Q: Consider an one sheet hyperboloid $S$ sitting in $\mathbb{R}^3$ which defined by $x^2+y^2-z^2 =1$. Show that there is a straight line in $S$ through every point of $S$. Also, deduce without any calculation, that the Gaussian curvature of $S$ is less than or equal to $0$ at each point.
What I done so far was, I know that the surface $S$ has regular parametrization: $$r(u,v)=(\cos u-v\sin u, \sin u+v \cos u,v)$$ $$r(u,v)=(\cos u,\sin u,0)+v(-\sin u,\cos u,1)$$ by looking at the second equation, if we keep u fixed, it is the standard straight line equation, and by varying u from 0 to 2$\pi$, we obtain the whole surface $S$. Hence, for every point in $S$, there is a straight line that go through it and lie in $S$.

Tasks for this exercise.
A) Reproduce the hyperboloid post word for word, starting with "Q: Consider an" and going on through "at each point.".
B) In the hyperboloid post, over what range is u varied to obtain the whole surface S?
The records after this point are separate material with no connection to the hyperboloid post.

Given data.
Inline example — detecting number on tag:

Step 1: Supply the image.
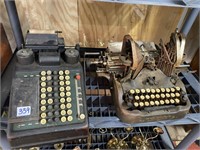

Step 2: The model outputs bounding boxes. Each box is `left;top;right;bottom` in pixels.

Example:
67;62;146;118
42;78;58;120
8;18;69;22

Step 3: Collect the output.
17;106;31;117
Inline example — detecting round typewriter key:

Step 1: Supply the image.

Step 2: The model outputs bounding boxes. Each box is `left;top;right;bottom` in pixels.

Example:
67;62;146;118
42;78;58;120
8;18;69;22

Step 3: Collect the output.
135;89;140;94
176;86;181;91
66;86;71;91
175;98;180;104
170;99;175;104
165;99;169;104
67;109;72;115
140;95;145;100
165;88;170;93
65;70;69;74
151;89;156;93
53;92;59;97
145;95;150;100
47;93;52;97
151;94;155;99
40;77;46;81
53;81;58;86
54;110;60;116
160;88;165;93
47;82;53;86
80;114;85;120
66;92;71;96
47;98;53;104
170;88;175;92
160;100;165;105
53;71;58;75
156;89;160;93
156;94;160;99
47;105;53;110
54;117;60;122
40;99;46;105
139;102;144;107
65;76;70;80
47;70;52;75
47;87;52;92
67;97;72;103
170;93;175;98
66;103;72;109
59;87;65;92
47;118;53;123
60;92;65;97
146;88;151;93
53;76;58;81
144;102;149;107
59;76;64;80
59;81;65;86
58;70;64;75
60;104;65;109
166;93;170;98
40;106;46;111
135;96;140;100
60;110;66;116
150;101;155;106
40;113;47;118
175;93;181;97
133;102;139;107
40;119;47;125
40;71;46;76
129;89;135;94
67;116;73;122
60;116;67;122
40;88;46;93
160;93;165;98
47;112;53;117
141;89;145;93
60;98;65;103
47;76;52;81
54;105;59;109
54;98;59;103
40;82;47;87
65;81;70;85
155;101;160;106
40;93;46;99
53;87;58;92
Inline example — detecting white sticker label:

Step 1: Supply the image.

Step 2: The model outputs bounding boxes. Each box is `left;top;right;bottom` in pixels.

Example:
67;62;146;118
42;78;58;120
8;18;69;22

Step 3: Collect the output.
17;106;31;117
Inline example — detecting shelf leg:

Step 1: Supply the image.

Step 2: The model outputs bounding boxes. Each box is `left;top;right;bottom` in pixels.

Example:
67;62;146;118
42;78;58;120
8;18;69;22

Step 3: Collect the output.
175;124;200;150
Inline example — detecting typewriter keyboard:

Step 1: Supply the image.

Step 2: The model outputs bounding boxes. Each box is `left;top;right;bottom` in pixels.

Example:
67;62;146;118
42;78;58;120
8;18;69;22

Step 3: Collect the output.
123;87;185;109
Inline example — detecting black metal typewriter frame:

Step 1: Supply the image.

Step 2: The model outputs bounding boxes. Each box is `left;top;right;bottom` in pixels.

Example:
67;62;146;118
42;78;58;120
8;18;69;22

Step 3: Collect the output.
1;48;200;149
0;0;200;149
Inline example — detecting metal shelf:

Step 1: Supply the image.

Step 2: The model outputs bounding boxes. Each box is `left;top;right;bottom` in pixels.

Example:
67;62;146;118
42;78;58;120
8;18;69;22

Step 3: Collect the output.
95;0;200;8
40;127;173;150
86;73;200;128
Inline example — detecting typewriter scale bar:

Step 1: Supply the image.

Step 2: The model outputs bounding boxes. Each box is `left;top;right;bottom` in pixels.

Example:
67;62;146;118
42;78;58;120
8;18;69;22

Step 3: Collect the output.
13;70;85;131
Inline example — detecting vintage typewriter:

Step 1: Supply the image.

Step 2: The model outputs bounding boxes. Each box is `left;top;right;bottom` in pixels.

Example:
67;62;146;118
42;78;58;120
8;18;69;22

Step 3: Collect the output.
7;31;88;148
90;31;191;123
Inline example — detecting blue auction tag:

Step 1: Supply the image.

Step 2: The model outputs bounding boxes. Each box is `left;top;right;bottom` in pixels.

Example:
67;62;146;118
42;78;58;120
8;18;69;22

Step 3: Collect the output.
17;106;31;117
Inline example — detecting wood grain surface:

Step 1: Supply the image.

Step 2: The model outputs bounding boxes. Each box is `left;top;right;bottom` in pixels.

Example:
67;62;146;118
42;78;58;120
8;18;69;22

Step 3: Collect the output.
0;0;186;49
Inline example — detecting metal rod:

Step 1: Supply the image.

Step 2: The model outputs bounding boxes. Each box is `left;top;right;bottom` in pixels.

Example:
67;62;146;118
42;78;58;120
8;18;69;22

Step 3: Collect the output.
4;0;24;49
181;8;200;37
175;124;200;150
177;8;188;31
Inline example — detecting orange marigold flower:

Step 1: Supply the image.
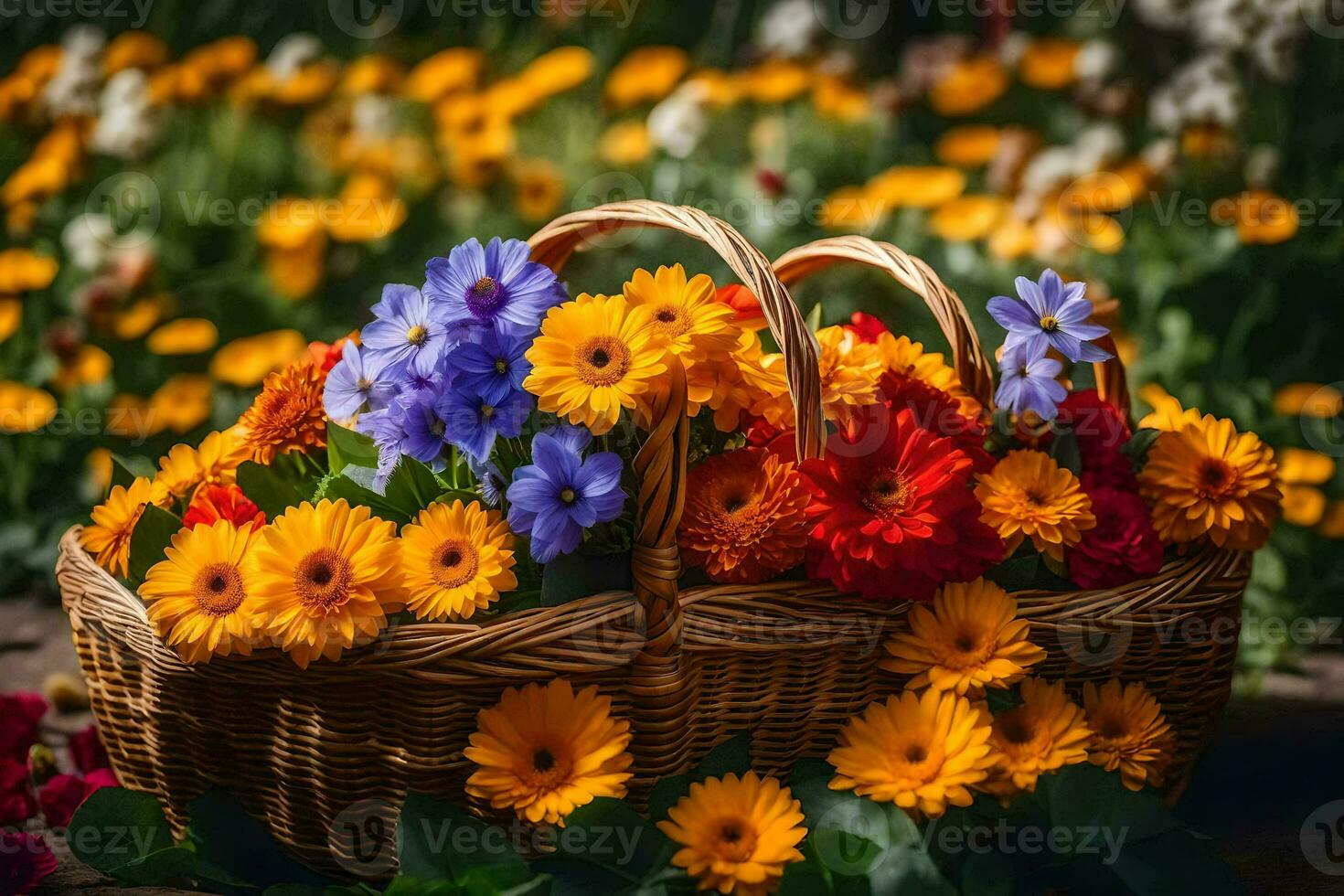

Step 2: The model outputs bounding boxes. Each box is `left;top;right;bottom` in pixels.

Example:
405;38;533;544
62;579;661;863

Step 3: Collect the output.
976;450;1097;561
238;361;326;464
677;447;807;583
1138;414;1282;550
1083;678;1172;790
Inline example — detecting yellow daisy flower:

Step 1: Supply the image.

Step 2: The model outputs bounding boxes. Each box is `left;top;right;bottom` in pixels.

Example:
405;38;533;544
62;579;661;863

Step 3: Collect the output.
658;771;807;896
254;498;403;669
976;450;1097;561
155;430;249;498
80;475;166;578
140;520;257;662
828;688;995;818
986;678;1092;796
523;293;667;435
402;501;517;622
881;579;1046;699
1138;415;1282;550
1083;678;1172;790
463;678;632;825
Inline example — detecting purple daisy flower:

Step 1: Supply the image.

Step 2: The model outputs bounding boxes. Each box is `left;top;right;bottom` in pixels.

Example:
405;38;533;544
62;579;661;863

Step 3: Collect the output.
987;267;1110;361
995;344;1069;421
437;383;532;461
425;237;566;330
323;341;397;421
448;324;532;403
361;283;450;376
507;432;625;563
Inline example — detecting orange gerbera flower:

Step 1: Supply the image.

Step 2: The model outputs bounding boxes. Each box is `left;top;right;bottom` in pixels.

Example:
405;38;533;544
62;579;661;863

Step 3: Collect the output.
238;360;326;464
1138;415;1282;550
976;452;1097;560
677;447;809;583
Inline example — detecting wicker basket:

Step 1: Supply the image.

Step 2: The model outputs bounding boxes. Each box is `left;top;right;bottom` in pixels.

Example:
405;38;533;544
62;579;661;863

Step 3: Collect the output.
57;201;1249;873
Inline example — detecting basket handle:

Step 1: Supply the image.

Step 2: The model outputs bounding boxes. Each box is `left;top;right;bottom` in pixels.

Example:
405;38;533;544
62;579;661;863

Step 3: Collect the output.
---
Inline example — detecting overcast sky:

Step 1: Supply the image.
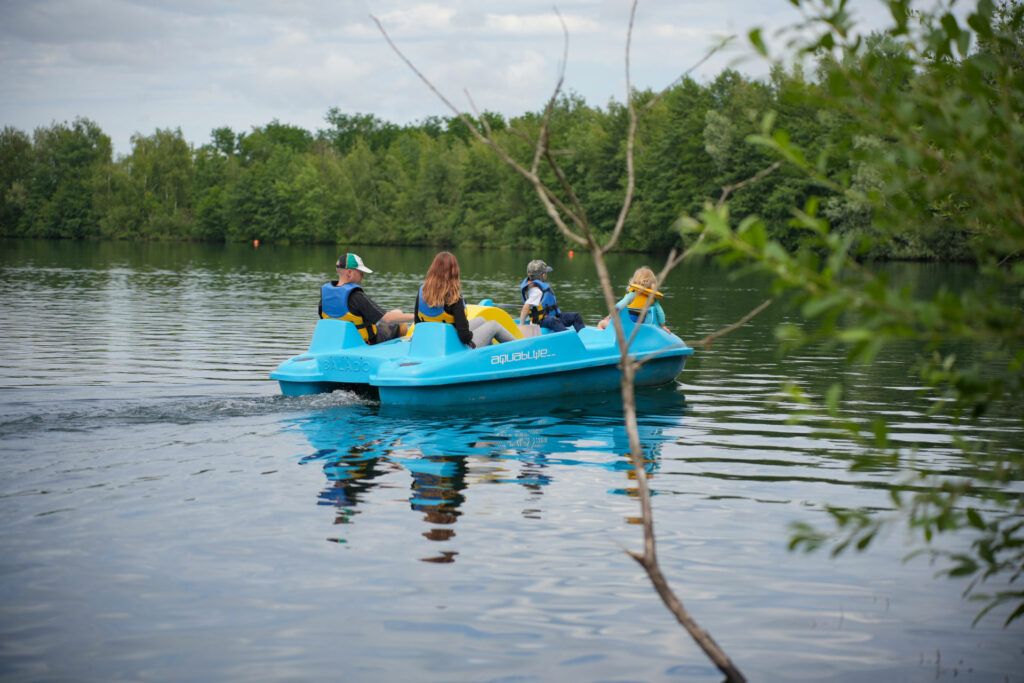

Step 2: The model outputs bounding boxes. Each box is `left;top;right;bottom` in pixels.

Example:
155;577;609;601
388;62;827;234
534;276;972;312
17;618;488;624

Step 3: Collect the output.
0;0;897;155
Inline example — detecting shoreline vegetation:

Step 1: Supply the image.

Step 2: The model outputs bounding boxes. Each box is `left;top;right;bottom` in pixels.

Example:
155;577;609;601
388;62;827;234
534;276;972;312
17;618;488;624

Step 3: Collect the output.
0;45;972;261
--
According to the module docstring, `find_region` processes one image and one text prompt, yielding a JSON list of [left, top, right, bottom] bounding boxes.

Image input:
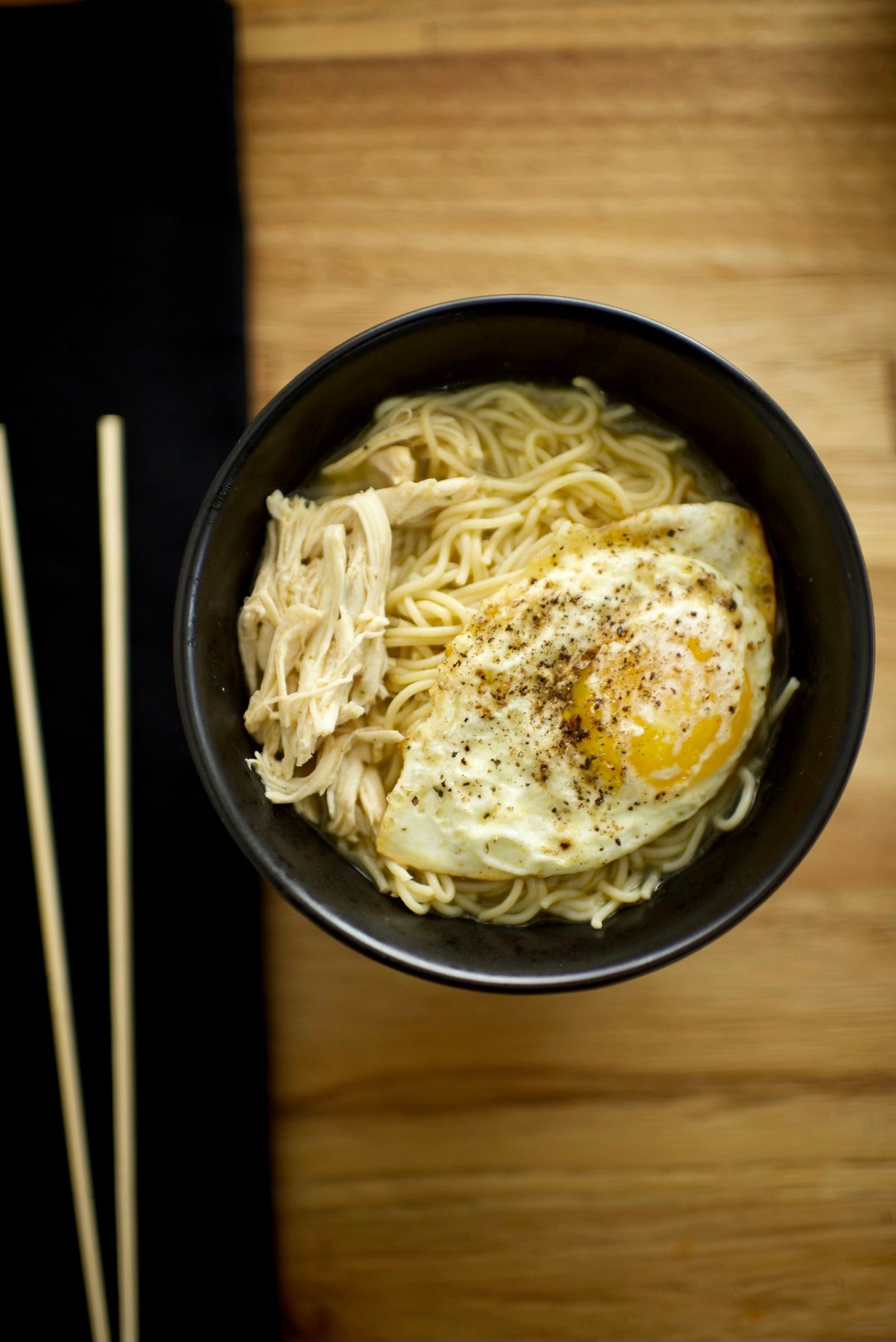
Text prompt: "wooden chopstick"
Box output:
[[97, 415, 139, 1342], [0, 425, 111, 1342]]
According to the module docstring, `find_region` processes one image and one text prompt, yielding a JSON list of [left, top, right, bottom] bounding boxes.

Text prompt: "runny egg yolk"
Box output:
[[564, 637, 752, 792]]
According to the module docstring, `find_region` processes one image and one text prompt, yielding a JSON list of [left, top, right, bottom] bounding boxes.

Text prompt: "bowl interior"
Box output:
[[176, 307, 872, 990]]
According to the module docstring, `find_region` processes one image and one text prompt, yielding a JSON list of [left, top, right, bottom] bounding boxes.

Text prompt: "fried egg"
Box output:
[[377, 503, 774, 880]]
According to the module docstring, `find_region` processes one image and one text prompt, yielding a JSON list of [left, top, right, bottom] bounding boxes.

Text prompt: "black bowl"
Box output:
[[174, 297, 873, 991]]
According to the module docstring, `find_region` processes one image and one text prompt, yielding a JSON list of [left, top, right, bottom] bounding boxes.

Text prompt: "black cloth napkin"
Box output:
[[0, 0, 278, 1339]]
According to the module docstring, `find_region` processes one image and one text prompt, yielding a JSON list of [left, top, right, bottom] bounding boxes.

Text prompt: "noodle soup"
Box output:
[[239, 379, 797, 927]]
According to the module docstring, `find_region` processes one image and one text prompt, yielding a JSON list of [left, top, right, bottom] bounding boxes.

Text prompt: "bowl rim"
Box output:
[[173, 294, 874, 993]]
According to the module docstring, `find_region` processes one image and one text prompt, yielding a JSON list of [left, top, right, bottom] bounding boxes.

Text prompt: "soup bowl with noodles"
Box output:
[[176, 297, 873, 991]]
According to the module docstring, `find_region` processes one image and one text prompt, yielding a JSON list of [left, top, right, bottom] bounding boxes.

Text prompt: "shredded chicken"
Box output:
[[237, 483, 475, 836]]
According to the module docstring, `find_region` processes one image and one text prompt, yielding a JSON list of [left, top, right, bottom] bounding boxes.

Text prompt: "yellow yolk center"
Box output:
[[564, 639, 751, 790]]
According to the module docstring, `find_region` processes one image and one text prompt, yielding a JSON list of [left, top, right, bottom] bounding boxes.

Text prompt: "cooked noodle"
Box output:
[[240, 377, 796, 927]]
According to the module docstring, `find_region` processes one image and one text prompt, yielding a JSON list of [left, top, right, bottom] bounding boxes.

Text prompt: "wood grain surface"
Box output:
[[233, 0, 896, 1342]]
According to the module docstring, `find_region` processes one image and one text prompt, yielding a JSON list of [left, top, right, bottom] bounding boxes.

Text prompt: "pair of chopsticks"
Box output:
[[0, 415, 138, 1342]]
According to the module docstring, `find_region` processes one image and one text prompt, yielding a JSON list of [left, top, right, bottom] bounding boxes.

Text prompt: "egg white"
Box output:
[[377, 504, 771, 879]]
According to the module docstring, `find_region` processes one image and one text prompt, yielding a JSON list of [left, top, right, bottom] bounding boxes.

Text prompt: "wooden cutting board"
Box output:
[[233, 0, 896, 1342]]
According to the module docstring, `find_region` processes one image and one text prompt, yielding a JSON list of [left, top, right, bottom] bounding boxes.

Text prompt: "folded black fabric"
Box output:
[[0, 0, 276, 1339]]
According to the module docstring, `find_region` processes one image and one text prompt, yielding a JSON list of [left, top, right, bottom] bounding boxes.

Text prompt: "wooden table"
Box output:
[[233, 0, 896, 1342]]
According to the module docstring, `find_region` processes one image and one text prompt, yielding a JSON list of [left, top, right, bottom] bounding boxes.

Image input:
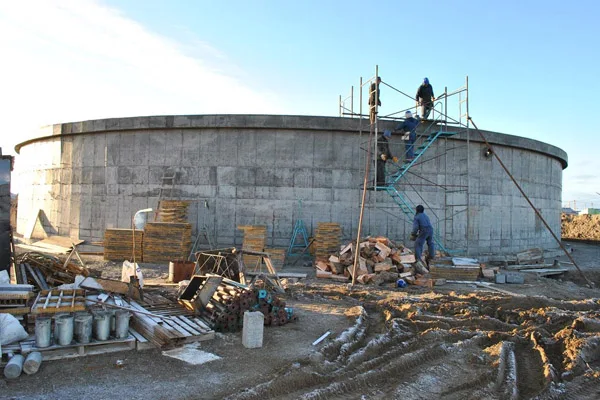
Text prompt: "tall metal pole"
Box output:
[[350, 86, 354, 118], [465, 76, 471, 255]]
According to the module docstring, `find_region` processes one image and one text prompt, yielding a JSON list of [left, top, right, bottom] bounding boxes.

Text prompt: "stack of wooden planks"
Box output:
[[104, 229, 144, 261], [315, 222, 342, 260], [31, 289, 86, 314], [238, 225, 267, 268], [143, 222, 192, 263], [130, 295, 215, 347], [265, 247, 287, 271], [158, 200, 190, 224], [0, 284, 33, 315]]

Responses in order.
A)
Q: Consider an one sheet hyperboloid $S$ sitting in $\mathbb{R}^3$ which defined by $x^2+y^2-z^2 =1$. Show that there is a straight line in $S$ through every point of $S$. Also, deduce without any calculation, that the Gaussian curvature of $S$ is less than or equal to $0$ at each point.

B) u is varied from 0 to 2$\pi$.